▶ _WORK TO BE COMPLETED_
Return each line of the material below that contains the string "smile". Uppercase and lowercase count as different.
>>>
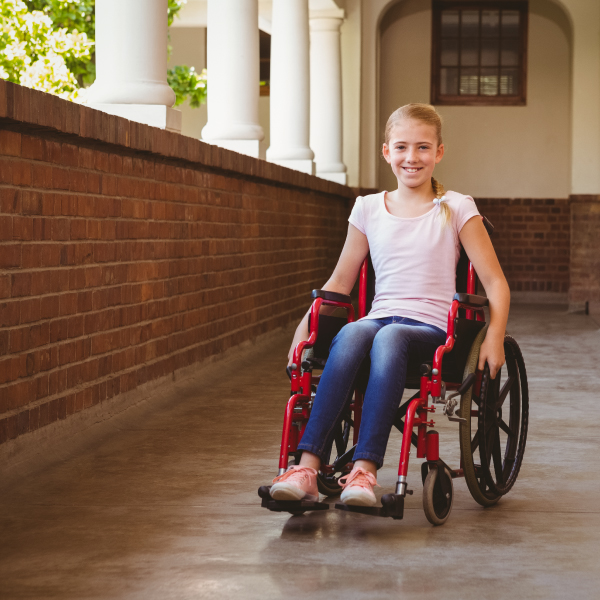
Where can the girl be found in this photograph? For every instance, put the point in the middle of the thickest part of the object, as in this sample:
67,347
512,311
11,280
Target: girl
414,235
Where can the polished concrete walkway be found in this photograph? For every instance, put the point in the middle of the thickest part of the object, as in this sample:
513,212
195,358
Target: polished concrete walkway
161,502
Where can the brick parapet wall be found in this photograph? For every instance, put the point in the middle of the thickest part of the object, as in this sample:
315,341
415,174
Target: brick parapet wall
127,253
532,240
585,252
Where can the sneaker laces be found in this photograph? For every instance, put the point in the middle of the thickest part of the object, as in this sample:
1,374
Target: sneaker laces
359,477
296,473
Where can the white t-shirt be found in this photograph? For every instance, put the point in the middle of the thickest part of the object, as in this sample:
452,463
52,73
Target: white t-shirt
414,258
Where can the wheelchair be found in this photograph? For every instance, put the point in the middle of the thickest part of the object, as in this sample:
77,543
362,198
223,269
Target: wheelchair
492,414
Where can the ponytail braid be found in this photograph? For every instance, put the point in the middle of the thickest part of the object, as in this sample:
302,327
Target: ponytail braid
438,190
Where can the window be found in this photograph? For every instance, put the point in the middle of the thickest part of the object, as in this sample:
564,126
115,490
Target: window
265,63
479,52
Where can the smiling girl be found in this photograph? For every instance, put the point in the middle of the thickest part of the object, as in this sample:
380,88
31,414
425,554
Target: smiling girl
413,234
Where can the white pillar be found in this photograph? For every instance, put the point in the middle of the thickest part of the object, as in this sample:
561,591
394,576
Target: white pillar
290,86
233,73
326,95
131,63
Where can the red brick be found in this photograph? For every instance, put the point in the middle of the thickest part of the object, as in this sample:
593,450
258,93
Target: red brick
10,200
10,142
22,228
20,284
31,203
10,256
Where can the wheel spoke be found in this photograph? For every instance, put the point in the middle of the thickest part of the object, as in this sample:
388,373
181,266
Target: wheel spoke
488,446
505,428
498,460
504,392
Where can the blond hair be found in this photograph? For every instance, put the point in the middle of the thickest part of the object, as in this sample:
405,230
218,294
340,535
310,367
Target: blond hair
425,113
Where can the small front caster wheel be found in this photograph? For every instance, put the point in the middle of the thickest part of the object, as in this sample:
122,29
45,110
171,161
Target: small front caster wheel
438,496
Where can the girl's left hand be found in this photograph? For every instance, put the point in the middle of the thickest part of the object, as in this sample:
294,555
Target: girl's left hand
492,352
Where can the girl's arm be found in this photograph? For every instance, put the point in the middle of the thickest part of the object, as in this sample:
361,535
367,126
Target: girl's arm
343,278
479,249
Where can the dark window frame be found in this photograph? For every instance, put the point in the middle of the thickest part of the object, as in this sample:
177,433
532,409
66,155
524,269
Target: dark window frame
265,63
478,100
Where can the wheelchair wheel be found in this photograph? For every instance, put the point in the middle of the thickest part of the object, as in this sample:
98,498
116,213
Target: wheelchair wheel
469,434
437,504
503,419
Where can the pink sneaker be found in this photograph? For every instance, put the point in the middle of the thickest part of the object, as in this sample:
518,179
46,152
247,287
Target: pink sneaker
358,488
297,483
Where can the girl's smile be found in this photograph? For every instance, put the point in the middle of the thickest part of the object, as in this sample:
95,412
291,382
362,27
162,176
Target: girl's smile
413,151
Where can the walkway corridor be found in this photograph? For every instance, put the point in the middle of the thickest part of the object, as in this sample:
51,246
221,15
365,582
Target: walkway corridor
160,503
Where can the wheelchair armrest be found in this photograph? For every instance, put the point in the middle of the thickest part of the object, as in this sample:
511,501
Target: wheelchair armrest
332,296
472,300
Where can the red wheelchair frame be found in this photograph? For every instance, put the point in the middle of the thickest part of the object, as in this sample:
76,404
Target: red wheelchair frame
497,479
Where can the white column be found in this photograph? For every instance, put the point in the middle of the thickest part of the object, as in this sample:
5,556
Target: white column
326,95
131,63
290,86
233,73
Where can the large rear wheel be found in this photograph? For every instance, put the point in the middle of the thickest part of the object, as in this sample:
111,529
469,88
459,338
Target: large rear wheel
469,434
503,417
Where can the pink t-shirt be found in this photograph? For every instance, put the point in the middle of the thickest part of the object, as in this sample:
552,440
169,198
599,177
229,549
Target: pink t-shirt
414,259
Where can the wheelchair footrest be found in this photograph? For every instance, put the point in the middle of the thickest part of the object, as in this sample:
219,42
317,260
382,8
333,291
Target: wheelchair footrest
392,505
291,506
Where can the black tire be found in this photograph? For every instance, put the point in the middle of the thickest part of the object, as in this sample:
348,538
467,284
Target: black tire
436,504
503,420
469,434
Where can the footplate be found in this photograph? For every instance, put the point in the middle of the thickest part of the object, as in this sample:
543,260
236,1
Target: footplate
292,506
392,505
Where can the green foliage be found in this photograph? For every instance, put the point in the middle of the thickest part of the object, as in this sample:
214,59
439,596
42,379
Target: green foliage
72,15
173,8
49,45
36,53
187,83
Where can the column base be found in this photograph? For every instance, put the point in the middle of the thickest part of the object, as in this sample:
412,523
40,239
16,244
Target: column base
155,115
302,165
252,148
341,178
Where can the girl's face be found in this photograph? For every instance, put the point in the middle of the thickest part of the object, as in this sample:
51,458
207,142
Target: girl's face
413,152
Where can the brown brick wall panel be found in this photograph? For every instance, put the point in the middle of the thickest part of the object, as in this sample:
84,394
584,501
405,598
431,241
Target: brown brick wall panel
532,241
585,252
128,252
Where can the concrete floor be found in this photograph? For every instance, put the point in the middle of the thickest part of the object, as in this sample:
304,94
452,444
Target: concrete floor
161,501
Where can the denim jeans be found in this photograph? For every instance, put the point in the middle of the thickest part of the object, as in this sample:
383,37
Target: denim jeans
388,343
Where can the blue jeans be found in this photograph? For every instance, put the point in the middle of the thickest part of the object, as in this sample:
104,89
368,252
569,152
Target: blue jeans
388,343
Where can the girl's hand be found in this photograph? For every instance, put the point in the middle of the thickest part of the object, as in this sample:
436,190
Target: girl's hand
492,351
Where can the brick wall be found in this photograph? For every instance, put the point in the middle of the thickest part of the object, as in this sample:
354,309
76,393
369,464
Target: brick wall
585,253
532,241
127,252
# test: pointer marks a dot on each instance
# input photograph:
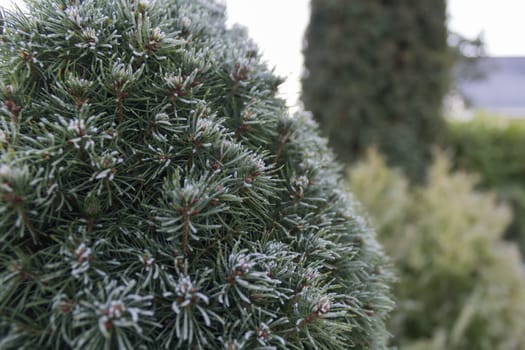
<<<
▶ _FINAL RESULT_
Where can the girl's smile be found in this photograph? For every instance, put the point in the middle of the thickest part of the object, as in this sample:
Target: girl's smile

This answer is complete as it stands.